## Text segment
[start]

This event can be based on a timer, or on a further reading from
the sensor.
[0008] The invention further provides a method for removal of mail
pieces one at a time from the end of a stack supported edgewise on
a base belt conveyor. Such a method includes a step of advancing
the base belt conveyor to bring an endmost mail piece into contact
with the a pickoff belt mechanism. The outer surface of the mail
piece at the end of the stack is frictionally engaged with the
pickoff belt mechanism which includes one or more belts mounted on
a drive roller at one end driven by a drive motor and a follower
roller at a trailing end, thereby transporting the mail piece
transversely to a thickness direction of the stack. The trailing
end of the pickoff belt mechanism swings cyclically towards the
stack in a manner effective to improve operation of the pickoff
belt mechanism by engaging a second mail piece at the end of the
stack sooner than by operation of the base belt conveyor alone
following removal of the first mail piece, and then swings away
from the stack in preparation for pickoff of the next mail piece in
the stack.
[0009] In a mail processing environment, the stack is typically
supported edgewise on a conveyor base belt that advances as needed
to bring an endmost (front) mail piece into contact with the belt
of the pickoff belt mechanism. The foregoing method is especially
useful when the stack contains mail pieces of varying sizes,
especially thicknesses. After pickoff, each mail piece is fed
directly from the pickoff belt mechanism to a pinch belt conveyor
such as is used in a postal sorting machine. The present invention
makes it possible to run the base belt conveyor at a constant speed
rather than intermittently. These and other aspects of the
invention are discussed further in the detailed description that
follows.
BRIEF DESCRIPTION OF THE DRAWINGS
[0010] In the accompanying drawings, wherein like numerals denote
like elements:
[0011] FIG. 1 is a perspective view of a mail sorting machine
according to the invention;
[0012] FIG. 2 is a schematic top view of a pickoff system used in
the machine of FIG. 1;
[0013] FIG. 3 is a front view of the pickoff belt shown in FIG.
2;
[0014] FIG. 4 is a top view of a prior art pickoff belt;
[0015] FIG. 5 is a top view of a pickoff belt according to the
invention;
[0016] FIGS. 6A to 6D are a series of top views of the pickoff belt
of FIG. 5 in use;
[0017] FIG. 7 is a graph of mail piece velocity versus time during
a pickoff operation according to the invention; and
[0018] FIG. 8 is a graph of vacuum pressure versus time during a
pickoff operation according to the invention.

[end]

## Exercise goal
Write the next part of the patent text on the mail pickoff belt, starting after its final sentence. The listing after this text comes from a different source.

## Data entries
[start]

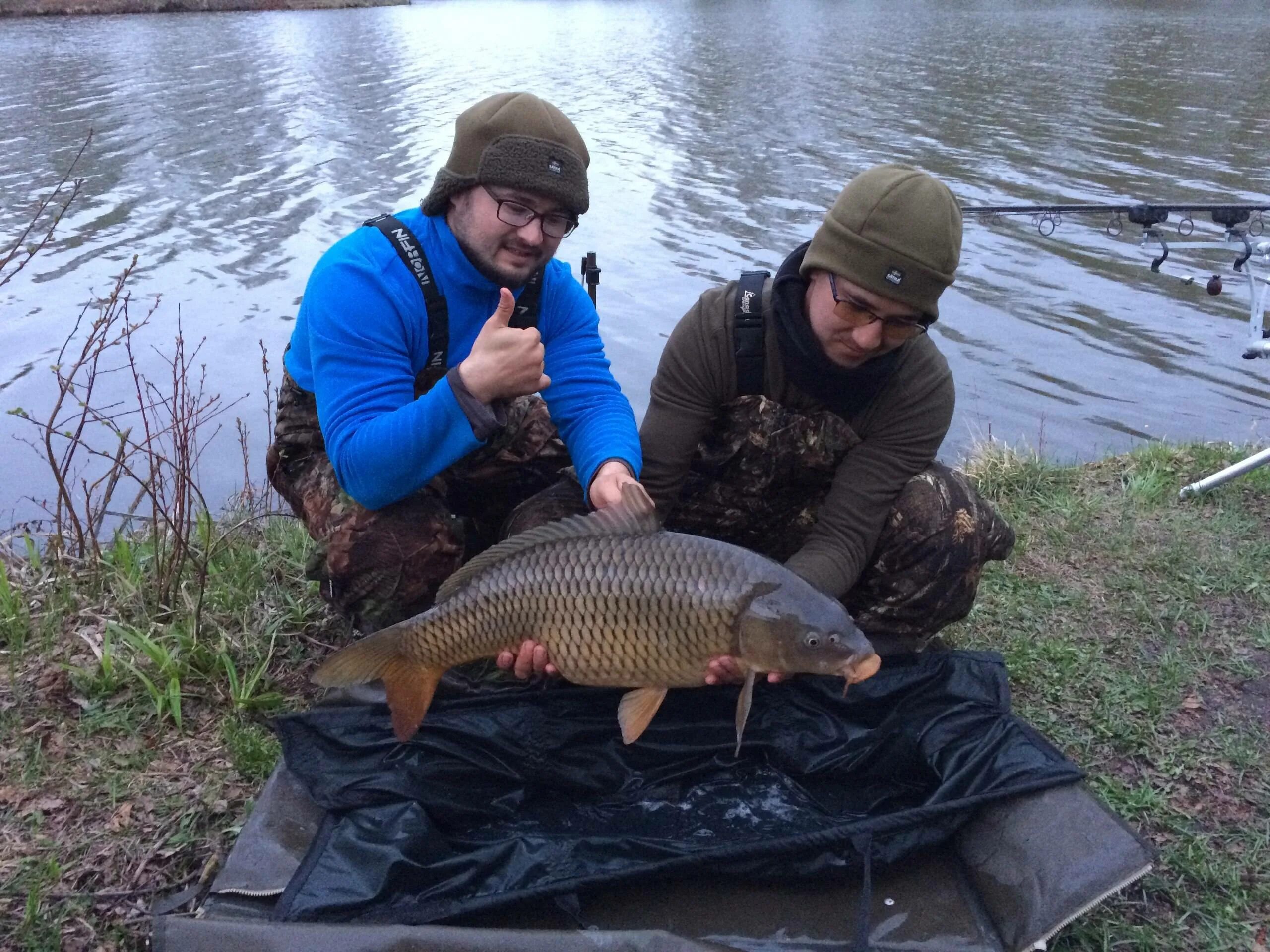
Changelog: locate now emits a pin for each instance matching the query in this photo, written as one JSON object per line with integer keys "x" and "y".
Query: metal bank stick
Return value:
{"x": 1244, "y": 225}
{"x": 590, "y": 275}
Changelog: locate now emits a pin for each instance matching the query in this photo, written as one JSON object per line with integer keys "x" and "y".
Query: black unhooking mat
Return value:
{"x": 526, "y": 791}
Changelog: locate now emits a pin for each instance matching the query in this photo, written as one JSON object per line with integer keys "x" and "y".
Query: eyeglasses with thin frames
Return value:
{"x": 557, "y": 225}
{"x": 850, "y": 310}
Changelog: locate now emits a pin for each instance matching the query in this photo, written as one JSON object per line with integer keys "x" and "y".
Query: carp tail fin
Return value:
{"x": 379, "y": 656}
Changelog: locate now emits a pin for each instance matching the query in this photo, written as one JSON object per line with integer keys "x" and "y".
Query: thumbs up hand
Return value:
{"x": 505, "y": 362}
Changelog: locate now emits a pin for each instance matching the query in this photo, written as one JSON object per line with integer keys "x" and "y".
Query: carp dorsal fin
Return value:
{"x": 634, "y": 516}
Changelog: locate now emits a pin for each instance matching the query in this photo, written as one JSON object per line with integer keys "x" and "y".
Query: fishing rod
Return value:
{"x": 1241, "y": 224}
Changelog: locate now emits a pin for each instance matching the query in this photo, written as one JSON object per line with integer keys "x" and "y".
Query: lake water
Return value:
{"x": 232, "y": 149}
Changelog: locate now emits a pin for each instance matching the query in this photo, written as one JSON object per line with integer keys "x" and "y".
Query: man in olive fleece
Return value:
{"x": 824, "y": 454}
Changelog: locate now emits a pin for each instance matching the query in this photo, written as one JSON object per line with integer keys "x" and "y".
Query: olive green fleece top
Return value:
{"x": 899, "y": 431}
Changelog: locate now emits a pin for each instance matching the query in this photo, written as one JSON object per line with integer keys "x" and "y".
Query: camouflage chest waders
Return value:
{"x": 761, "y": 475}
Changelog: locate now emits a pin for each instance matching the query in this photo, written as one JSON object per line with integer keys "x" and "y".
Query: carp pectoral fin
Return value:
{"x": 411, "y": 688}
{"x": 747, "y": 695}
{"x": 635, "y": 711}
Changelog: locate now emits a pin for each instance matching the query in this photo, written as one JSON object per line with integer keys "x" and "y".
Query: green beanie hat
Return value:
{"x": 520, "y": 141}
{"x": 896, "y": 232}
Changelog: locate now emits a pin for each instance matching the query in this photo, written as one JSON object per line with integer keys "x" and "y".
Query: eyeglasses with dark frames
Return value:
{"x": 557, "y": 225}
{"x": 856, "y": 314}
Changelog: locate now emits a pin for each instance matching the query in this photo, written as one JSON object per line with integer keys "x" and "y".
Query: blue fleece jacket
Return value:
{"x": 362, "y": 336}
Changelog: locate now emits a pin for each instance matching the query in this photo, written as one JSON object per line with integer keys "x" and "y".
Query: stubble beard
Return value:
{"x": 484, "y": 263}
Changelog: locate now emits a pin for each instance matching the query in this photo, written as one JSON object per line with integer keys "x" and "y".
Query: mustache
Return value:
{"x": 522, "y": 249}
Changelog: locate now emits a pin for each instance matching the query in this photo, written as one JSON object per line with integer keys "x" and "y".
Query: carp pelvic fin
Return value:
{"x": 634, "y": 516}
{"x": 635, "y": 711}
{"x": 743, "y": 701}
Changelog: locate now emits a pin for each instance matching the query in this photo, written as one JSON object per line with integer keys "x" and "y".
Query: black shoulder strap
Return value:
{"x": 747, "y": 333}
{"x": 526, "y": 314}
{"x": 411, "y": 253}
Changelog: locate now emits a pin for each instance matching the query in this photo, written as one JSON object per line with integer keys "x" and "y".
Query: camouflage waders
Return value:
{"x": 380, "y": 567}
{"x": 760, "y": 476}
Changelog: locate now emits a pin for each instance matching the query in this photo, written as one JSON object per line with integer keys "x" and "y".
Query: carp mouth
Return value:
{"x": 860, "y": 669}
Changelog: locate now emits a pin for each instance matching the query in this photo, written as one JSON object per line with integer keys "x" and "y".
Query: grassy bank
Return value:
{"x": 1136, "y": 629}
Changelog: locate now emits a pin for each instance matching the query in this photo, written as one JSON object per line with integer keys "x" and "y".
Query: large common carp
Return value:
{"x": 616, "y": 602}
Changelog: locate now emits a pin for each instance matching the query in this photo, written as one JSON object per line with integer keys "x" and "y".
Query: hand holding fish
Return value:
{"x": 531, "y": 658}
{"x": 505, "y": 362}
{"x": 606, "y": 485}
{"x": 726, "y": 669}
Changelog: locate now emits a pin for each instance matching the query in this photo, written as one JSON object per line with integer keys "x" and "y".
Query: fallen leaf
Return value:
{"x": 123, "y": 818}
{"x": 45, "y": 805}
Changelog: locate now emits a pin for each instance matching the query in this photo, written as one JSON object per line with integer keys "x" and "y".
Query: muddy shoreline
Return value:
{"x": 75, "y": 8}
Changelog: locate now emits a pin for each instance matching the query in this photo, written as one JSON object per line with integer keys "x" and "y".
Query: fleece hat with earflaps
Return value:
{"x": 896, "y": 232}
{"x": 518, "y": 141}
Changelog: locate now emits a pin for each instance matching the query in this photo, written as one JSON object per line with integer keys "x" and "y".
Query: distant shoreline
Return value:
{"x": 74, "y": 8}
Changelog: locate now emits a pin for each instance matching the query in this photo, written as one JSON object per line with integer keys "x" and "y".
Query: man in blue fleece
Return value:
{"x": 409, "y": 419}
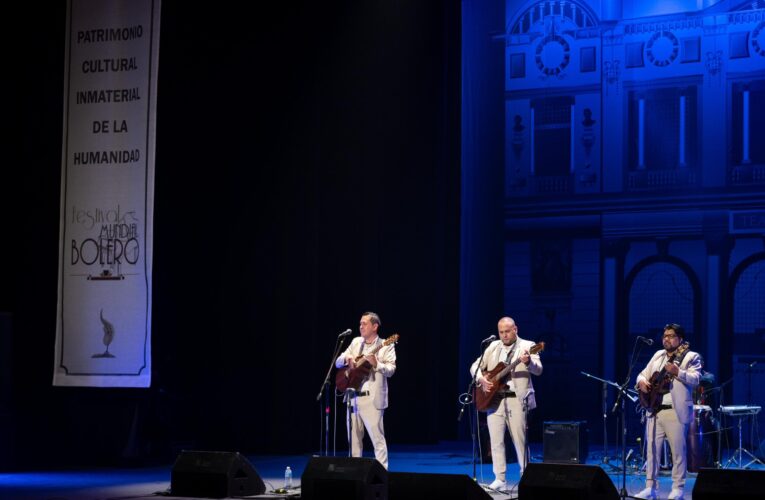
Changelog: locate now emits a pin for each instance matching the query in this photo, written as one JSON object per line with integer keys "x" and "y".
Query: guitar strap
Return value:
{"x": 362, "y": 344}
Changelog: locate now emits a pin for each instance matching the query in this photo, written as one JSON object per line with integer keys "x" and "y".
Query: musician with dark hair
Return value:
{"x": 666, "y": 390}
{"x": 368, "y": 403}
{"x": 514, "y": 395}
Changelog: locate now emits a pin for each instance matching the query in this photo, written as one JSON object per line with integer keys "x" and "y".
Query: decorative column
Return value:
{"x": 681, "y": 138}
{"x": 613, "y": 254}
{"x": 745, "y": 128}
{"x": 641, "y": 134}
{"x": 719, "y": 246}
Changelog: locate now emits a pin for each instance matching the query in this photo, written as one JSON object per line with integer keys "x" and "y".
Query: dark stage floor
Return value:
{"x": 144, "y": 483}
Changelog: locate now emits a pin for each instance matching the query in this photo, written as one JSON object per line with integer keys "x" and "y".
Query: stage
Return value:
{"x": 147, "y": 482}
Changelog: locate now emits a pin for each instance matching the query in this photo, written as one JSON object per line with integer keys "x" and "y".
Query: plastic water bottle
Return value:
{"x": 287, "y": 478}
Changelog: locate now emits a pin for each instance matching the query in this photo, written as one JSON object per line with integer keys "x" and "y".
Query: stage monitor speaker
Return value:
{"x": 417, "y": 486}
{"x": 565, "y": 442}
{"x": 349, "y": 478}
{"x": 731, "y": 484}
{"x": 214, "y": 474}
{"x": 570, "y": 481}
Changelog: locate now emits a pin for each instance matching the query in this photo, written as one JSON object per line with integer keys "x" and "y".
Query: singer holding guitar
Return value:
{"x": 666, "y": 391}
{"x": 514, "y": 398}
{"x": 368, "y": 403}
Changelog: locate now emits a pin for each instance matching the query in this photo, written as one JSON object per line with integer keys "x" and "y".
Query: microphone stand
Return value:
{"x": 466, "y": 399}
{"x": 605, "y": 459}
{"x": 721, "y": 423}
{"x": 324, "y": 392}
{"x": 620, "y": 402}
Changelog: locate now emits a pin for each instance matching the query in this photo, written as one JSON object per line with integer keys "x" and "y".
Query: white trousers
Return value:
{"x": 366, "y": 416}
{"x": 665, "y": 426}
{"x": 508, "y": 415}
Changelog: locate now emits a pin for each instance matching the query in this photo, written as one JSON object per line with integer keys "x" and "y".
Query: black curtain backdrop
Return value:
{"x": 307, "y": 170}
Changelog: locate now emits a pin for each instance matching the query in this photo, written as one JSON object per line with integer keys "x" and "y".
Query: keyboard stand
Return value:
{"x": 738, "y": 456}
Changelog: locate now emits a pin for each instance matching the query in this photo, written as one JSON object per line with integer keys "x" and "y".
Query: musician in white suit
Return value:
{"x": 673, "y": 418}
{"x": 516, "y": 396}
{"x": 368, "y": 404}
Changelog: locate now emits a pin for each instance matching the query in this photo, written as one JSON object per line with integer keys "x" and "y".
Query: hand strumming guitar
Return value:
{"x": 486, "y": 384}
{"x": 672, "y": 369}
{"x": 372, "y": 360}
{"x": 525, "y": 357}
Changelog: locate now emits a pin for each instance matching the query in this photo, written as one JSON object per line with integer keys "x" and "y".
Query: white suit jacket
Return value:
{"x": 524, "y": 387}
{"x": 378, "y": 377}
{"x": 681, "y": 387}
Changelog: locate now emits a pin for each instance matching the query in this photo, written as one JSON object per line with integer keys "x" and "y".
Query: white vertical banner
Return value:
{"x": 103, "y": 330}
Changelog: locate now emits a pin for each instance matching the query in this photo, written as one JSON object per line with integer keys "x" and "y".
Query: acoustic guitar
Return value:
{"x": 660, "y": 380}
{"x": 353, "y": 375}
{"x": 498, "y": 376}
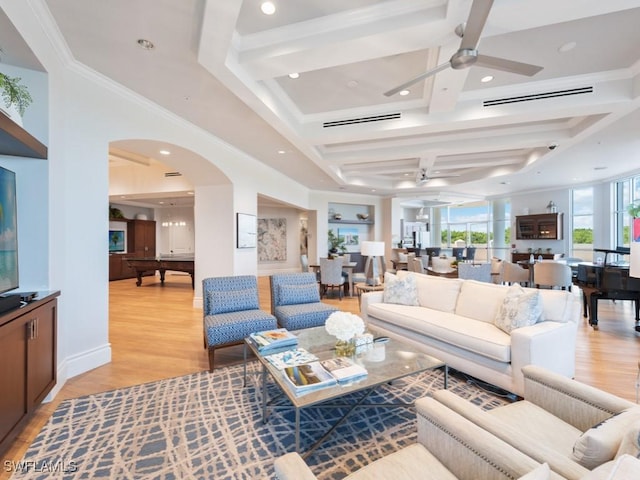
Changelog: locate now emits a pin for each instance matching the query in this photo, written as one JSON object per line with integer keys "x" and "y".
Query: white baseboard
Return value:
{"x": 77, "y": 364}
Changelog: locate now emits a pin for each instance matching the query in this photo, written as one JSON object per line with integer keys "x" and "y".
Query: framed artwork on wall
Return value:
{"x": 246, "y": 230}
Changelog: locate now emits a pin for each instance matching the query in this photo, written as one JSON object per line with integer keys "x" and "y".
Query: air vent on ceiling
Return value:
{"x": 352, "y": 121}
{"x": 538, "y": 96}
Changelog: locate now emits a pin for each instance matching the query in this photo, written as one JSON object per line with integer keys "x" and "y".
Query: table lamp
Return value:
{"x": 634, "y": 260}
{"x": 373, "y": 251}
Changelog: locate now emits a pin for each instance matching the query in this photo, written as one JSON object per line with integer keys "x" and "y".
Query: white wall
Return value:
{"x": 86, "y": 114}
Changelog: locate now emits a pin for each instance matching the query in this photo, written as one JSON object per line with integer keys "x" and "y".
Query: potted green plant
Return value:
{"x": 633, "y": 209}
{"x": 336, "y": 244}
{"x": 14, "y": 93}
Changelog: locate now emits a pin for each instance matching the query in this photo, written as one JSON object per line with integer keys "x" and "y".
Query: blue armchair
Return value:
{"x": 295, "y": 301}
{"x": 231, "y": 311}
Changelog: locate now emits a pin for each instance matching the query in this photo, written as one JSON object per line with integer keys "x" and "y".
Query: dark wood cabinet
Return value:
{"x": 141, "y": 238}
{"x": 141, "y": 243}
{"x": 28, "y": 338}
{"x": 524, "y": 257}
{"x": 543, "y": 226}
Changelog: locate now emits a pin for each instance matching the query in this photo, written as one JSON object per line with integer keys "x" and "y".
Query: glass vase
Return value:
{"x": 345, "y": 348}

[end]

## Result of the exercise
DETAILED DESCRIPTION
[0019] Referring to FIG. 1, a mail sorting machine 10 such as a
DBCS or MLOCR includes a mail feeder 11 upon which a stack 12 of
unsorted mail pieces 13 are loaded for processing. Feeder 11
advances the stack 12 to a pickoff apparatus 16 that feeds a
singulated stream of individual mail pieces through a transport
section 17 to an automated sorting section or stacker 18 which
sorts the mail in one or more passes to a plurality of bins or
pockets 19. In transport section 17, each mail piece 13 is scanned
for address information. For purposes of the invention, a "mail
piece" is a letter, postcard or flat of a type that is commonly fed
from the end of a stack one piece at a time into a sorting or other
postal processing machine.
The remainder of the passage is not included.